● **SUPPLIED RECORDS**

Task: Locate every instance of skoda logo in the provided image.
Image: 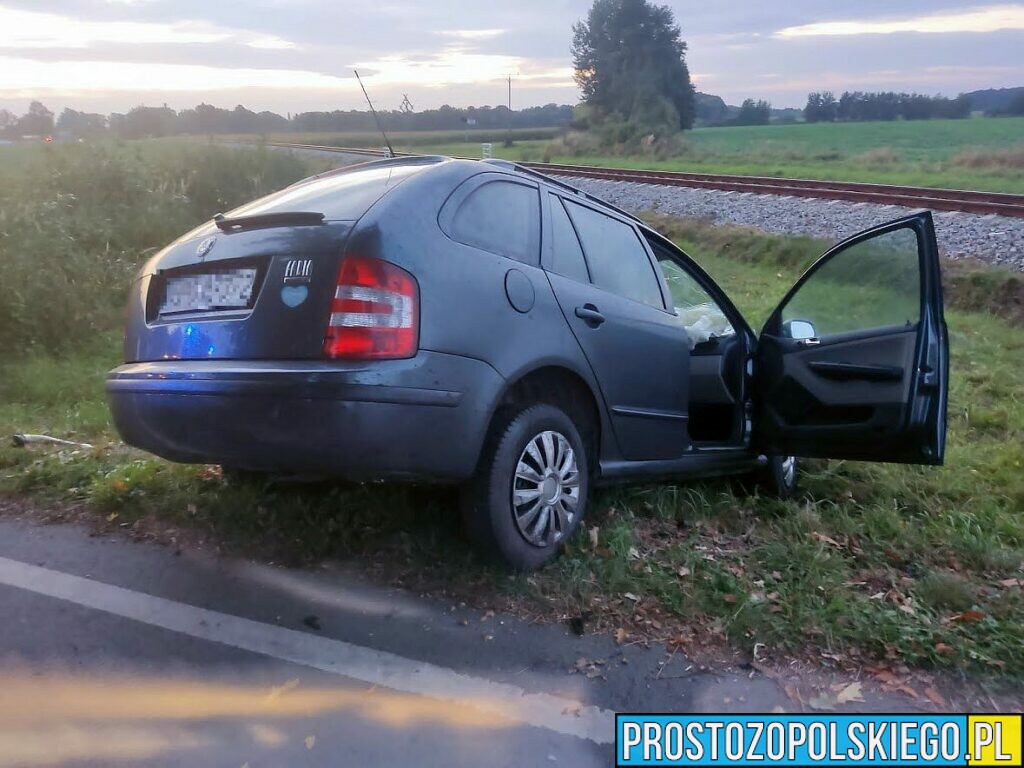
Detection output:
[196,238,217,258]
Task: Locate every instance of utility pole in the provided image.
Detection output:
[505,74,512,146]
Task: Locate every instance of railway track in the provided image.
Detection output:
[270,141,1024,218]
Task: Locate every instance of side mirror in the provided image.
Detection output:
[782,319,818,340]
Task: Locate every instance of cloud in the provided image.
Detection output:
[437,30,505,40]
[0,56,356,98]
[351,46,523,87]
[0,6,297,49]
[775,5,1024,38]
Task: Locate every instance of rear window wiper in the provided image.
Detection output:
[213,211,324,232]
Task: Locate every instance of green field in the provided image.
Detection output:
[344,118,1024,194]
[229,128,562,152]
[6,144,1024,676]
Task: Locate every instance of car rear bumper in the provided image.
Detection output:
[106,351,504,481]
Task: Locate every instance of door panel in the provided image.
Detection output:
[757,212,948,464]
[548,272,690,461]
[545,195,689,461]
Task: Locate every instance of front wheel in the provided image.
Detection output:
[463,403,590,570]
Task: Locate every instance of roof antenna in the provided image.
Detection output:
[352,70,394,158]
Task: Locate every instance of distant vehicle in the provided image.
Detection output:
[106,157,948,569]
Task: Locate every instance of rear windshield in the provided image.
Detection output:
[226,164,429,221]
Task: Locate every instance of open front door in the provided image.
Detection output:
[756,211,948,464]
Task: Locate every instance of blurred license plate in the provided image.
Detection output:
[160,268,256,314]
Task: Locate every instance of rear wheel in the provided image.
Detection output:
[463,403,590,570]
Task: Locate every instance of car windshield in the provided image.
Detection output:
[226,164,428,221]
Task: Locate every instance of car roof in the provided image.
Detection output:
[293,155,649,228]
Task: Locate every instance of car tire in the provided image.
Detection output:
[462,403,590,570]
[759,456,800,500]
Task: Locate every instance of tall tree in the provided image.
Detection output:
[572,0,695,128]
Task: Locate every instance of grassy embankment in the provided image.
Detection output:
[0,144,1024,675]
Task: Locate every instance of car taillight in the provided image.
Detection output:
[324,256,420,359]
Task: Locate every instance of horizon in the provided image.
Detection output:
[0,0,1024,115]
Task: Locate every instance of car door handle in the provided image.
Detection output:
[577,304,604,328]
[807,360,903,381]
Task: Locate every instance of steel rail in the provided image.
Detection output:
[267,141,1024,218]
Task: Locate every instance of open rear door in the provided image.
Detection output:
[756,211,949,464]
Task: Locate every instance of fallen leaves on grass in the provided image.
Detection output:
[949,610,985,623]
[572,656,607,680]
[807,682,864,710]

● **THE TASK**
Reproduce the section of the items that begins with the line containing "Task: Locate every instance of rear window" and ends with the line containing "[106,351,504,481]" as a numbered list, leaving out any blank lines.

● **ANSWER**
1. Task: Locate every instance of rear window wiper in the provided image.
2. Detection output:
3. [213,211,324,232]
4. Task: Locate every instance of green field in the provided image.
5. Detection output:
6. [344,118,1024,194]
7. [229,128,562,152]
8. [6,144,1024,676]
9. Task: Locate every instance of car rear bumper in the provided image.
10. Detection output:
11. [106,351,504,481]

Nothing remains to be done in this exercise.